▶ **TO BE DONE**:
Transcribe all of the records precisely as they are presented.

▶ **STORED ROWS**:
+++

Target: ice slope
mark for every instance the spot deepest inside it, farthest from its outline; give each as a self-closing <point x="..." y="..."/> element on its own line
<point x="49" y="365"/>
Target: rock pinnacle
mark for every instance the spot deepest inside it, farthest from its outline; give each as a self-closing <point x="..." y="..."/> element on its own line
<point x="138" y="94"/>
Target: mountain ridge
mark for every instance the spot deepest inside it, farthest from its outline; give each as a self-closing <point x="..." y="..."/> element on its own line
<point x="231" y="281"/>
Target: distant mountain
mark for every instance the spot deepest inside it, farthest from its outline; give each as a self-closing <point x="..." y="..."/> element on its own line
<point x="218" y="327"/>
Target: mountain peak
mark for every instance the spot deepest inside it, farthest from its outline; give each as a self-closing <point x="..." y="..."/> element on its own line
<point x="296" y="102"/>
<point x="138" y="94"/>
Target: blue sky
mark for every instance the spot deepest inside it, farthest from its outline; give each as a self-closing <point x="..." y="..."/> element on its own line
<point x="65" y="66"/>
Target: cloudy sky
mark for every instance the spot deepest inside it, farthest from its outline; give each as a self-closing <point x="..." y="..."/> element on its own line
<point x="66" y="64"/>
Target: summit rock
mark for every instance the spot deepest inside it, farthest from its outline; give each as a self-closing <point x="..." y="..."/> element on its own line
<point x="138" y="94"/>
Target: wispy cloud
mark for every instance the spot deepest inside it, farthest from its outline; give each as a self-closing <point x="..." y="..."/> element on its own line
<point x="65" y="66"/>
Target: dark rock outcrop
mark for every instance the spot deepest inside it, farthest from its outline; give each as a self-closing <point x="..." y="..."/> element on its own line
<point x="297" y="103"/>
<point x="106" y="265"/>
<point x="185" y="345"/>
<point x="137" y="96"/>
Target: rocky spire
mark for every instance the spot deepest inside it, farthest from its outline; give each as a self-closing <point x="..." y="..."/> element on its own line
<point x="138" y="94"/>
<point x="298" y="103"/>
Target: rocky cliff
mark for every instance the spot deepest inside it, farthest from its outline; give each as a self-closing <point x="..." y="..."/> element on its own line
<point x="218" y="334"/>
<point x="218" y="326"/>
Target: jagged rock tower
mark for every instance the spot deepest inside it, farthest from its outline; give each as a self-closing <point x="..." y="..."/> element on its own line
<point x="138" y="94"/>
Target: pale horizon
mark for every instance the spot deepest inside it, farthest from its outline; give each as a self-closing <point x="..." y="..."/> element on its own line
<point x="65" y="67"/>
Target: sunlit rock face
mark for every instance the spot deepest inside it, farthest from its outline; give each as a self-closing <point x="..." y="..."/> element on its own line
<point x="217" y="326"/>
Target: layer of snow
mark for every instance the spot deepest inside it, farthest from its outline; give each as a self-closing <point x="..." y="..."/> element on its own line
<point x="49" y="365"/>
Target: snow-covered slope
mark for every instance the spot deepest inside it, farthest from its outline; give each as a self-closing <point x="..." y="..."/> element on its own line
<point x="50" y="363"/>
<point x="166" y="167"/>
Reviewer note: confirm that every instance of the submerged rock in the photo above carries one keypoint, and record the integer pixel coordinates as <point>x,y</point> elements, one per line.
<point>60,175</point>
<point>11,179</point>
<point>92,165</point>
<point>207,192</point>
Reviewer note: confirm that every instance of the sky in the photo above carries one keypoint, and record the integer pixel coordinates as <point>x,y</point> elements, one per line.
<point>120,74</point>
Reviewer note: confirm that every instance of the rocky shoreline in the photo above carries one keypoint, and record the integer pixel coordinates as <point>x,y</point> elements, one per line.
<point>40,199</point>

+++

▶ **ANSWER BELOW**:
Target: ice slope
mark for every instance the spot deepest inside it, farthest from its outline; give each as a self-closing <point x="..." y="..."/> element on its own line
<point x="49" y="365"/>
Target: rock pinnacle
mark for every instance the spot deepest inside it, farthest from its outline; give each as a self-closing <point x="..." y="..."/> element on its own line
<point x="138" y="94"/>
Target: mountain ridge
mark for every instance the spot deepest inside it, farthest from its outline; give each as a self-closing <point x="..." y="..."/> element on its own line
<point x="231" y="281"/>
Target: distant mountain
mark for every instance the spot deepest inside it, farthest from its outline; give each as a self-closing <point x="..." y="..."/> element on its own line
<point x="218" y="327"/>
Target: mountain peak
mark for every instance the spot deepest inside it, farthest from its outline; give each as a self-closing <point x="..." y="..."/> element on its own line
<point x="296" y="102"/>
<point x="138" y="94"/>
Target: blue sky
mark for every instance the spot deepest inside it, farthest from its outline; give each as a self-closing <point x="..." y="..."/> element on its own line
<point x="65" y="66"/>
Target: cloudy sky
mark for every instance the spot deepest inside it, farthest from its outline; give each as a self-closing <point x="..." y="..."/> element on its own line
<point x="66" y="64"/>
Target: summit rock
mark for every instance the spot deepest inside it, farthest from its outline; give each as a self-closing <point x="..." y="..."/> element on its own line
<point x="138" y="94"/>
Target: wispy cloud
mark for every instance the spot deepest inside it, farthest from its outline; give each as a self-closing <point x="..." y="..."/> element on its own line
<point x="65" y="66"/>
Target: dark rock outcrop
mark for every instance the spot deepest inside it, farthest from its outline; give each as a self-closing <point x="..." y="..."/> element on its own line
<point x="297" y="103"/>
<point x="106" y="265"/>
<point x="185" y="345"/>
<point x="137" y="96"/>
Target: rocky spire
mark for every instance the spot deepest inside it, farthest from its outline; give each as a self-closing <point x="..." y="..."/> element on its own line
<point x="138" y="94"/>
<point x="298" y="103"/>
Target: rocky cliff
mark for every instance the spot deepest inside it, farthest from its outline; give each as a self-closing <point x="..." y="..."/> element on its own line
<point x="218" y="334"/>
<point x="218" y="326"/>
Target: jagged rock tower
mark for every instance the spot deepest inside it, farthest from its outline; give each as a self-closing <point x="..." y="..."/> element on its own line
<point x="138" y="94"/>
Target: pale horizon
mark for every instance the spot deepest inside it, farthest from its outline; give each as a self-closing <point x="..." y="..."/> element on its own line
<point x="65" y="67"/>
Target: sunlit rock face
mark for every instance the spot deepest inside it, farthest from its outline; give each as a self-closing <point x="..." y="..."/> element on its own line
<point x="217" y="326"/>
Target: layer of snow
mark for every instance the spot deepest inside it, farthest from its outline; give each as a self-closing <point x="..." y="..."/> element on its own line
<point x="49" y="365"/>
Target: snow-covered slope
mark for every instance the spot deepest inside it, farthest from its outline; give each as a self-closing <point x="..." y="..."/> element on its own line
<point x="50" y="363"/>
<point x="166" y="167"/>
Reviewer note: confirm that every instance of the submerged rock in the photo above carries one keypoint, and record the integer pixel coordinates as <point>x,y</point> elements, one per line.
<point>60,175</point>
<point>11,179</point>
<point>92,165</point>
<point>207,192</point>
Reviewer note: confirm that every instance of the sky in the photo above carries one keypoint, and record the integer pixel coordinates as <point>x,y</point> elements, one per line.
<point>120,74</point>
Reviewer note: confirm that every instance of the rocky shoreline in the photo above carries one keypoint, and record the integer pixel coordinates as <point>x,y</point> elements, one per line.
<point>40,199</point>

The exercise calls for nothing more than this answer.